**** Material provided ****

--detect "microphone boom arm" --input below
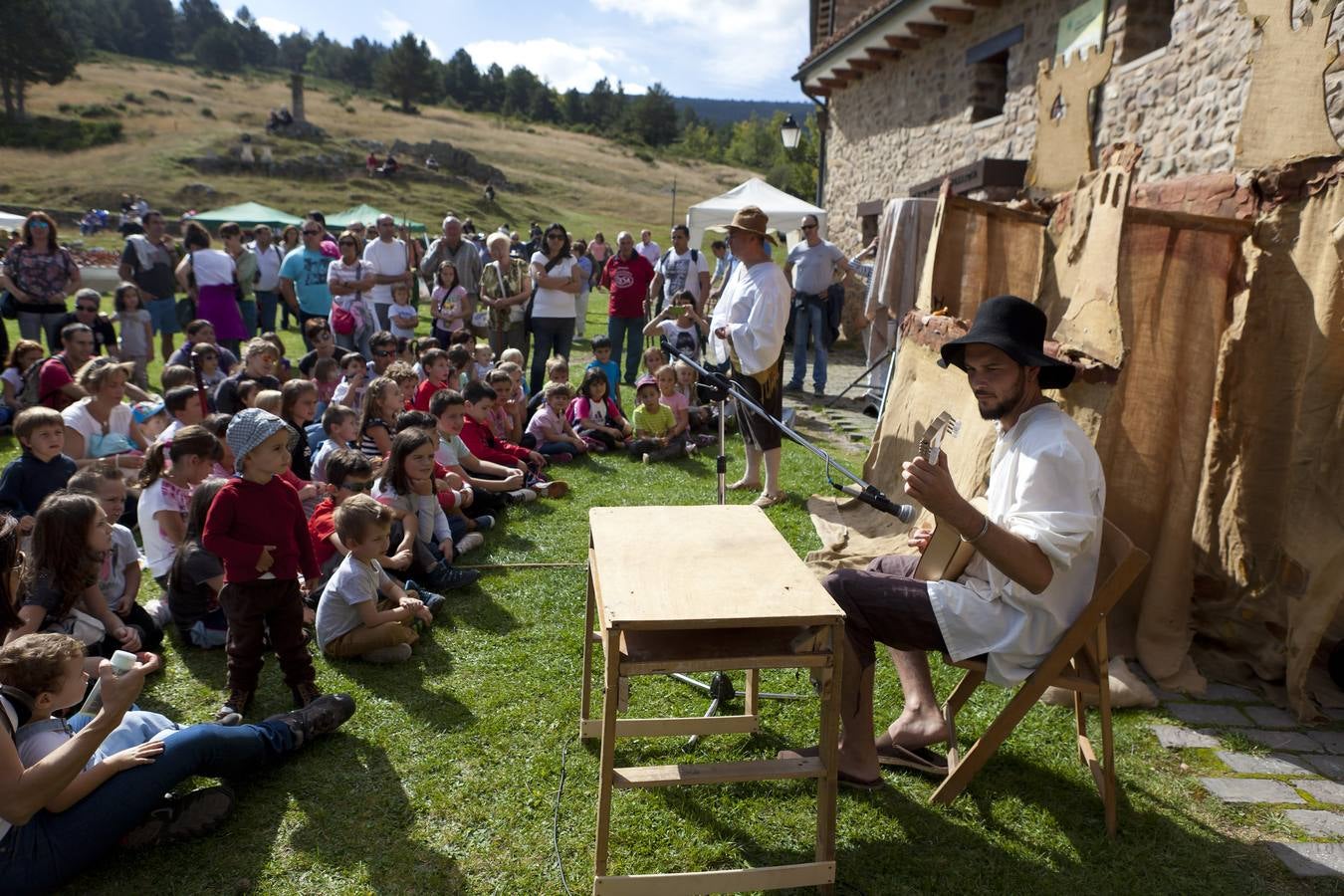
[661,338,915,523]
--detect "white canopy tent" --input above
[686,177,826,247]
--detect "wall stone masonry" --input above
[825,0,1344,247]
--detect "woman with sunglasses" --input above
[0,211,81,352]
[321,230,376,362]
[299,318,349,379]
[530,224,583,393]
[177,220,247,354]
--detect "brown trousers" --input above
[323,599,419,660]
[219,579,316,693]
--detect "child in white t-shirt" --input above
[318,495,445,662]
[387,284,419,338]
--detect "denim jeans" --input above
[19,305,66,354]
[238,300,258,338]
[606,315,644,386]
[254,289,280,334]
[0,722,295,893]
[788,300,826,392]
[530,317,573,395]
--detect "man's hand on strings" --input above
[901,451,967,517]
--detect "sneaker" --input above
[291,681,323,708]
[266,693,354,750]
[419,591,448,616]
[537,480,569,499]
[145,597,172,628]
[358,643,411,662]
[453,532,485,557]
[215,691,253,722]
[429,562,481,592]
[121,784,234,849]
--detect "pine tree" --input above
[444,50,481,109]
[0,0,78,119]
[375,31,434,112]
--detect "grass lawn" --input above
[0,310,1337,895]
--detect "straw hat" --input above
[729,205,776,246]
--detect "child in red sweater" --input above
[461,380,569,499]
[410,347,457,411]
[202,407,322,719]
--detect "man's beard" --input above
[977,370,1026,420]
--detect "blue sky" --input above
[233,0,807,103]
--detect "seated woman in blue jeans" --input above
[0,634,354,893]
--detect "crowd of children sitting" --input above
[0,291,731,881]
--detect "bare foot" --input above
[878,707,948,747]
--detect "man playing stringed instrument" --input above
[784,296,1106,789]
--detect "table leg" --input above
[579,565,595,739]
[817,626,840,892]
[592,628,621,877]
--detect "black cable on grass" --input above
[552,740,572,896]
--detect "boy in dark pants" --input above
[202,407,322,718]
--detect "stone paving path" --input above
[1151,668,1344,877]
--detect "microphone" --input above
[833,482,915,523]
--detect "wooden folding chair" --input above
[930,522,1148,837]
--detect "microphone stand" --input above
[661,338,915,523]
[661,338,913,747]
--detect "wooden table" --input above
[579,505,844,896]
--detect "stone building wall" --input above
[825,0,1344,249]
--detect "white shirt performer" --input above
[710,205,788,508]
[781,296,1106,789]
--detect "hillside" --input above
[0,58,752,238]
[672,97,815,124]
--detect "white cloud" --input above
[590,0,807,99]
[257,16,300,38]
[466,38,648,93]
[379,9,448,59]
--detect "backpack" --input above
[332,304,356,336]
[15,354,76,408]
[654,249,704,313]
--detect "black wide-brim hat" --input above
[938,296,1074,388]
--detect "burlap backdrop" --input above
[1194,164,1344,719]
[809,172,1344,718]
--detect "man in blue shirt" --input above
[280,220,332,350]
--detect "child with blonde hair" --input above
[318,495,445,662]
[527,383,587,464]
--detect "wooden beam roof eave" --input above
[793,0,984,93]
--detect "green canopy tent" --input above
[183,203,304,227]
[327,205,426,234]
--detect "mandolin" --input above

****
**** Material provided ****

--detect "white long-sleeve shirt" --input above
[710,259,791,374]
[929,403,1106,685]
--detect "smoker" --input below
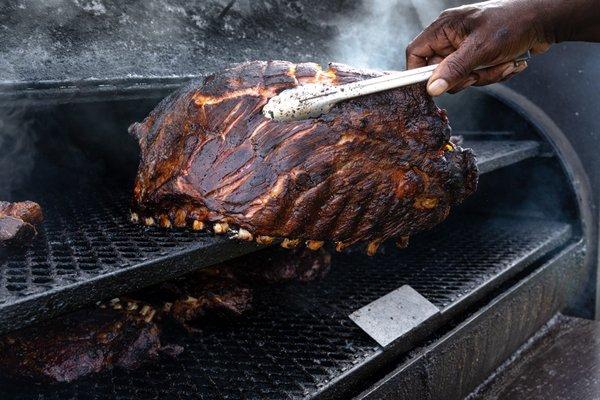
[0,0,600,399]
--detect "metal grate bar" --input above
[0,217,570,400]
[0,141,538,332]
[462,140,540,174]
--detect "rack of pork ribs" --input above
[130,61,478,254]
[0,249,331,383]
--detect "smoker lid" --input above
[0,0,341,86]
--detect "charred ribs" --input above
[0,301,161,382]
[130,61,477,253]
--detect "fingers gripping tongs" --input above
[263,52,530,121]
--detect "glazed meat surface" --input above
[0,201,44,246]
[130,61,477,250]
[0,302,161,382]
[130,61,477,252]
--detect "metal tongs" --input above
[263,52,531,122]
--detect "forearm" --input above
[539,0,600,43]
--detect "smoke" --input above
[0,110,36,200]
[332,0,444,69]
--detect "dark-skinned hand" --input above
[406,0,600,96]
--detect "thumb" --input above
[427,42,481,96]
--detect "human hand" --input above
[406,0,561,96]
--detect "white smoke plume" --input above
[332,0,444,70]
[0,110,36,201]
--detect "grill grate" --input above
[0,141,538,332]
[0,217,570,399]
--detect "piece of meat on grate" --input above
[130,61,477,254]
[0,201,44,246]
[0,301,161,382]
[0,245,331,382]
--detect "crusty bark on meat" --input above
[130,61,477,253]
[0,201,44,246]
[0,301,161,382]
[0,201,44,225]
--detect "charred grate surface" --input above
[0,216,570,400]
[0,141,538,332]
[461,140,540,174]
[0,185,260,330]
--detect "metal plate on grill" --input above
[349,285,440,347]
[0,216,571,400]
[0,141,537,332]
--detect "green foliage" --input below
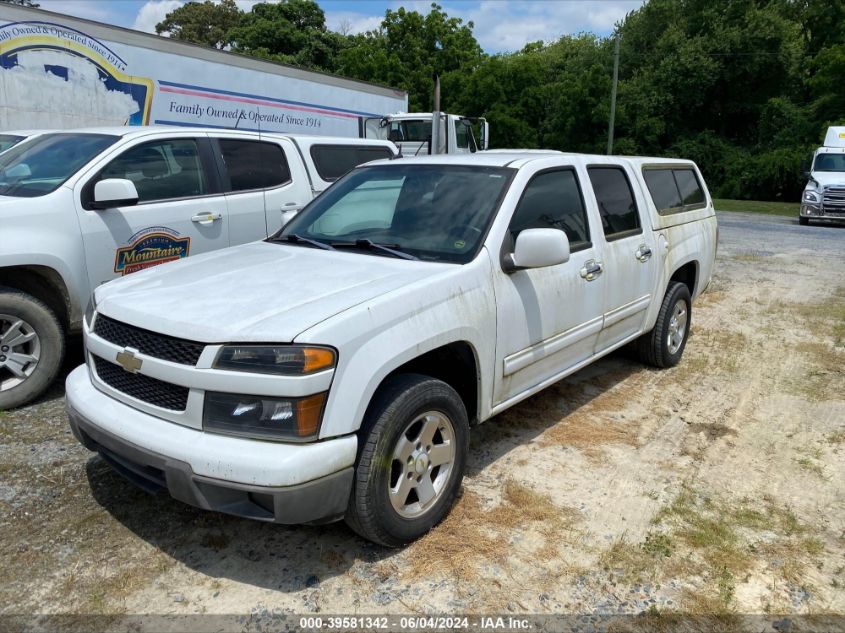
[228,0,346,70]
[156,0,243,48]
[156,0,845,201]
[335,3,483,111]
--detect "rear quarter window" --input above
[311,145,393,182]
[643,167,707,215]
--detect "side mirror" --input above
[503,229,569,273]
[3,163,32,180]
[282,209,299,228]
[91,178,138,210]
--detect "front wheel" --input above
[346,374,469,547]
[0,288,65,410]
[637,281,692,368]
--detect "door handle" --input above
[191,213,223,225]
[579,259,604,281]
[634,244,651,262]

****

* What is asked:
List every line in the entries above that contains the string "ribs". The match is case-sensitive.

* Exercise solution:
--detect "rack of pork ribs" --input above
--detect "charred ribs" --input above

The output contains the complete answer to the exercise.